# INFORMATION GIVEN
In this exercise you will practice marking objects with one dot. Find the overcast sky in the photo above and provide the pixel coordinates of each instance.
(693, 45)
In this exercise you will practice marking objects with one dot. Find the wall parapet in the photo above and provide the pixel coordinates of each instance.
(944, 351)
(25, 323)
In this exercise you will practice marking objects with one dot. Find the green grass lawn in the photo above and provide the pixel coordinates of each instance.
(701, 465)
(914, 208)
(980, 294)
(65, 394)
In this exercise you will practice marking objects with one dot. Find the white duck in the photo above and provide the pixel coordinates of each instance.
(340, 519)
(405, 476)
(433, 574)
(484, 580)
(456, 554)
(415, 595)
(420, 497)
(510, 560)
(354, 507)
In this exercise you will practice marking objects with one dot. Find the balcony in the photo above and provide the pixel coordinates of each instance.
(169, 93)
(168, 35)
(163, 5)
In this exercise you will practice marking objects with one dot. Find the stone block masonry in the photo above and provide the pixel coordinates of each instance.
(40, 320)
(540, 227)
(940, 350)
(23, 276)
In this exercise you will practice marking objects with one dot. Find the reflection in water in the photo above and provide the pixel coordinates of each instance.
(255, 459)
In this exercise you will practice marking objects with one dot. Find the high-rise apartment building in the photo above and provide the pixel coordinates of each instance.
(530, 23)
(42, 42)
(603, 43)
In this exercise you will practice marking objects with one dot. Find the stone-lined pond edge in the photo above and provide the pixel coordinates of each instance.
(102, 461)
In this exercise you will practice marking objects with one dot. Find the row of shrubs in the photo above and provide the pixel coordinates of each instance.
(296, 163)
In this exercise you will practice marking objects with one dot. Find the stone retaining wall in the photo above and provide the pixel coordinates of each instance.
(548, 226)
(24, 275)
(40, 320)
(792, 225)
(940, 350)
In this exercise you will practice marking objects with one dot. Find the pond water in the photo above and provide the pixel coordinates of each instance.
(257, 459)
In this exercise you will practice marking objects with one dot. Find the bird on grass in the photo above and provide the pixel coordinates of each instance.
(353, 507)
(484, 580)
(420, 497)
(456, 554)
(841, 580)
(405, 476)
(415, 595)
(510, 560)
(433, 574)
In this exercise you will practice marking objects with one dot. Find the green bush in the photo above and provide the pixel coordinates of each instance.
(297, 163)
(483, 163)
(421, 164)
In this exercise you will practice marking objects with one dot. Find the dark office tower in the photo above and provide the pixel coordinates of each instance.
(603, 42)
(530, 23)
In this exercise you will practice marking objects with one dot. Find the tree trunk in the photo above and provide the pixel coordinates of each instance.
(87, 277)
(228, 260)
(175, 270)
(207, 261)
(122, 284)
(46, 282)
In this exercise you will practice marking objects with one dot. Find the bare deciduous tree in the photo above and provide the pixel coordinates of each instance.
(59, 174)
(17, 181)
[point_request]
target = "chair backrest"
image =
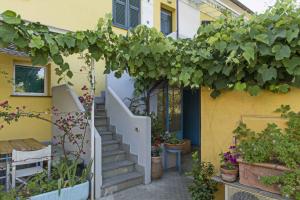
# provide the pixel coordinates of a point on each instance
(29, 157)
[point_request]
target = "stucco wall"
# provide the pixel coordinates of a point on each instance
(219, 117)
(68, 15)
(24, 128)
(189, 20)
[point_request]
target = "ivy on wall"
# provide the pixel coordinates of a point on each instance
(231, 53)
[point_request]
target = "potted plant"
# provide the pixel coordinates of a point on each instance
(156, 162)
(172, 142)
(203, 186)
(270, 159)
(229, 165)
==
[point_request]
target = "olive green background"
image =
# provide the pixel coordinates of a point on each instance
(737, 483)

# REQUIREMENT
Identify the lines above that contain the word "target", then copy them.

# RESPONSE FOR THIS EXERCISE
target = "chair backrest"
target = "stucco wall"
target = "ivy on wall"
target = "potted plant"
target = "olive green background"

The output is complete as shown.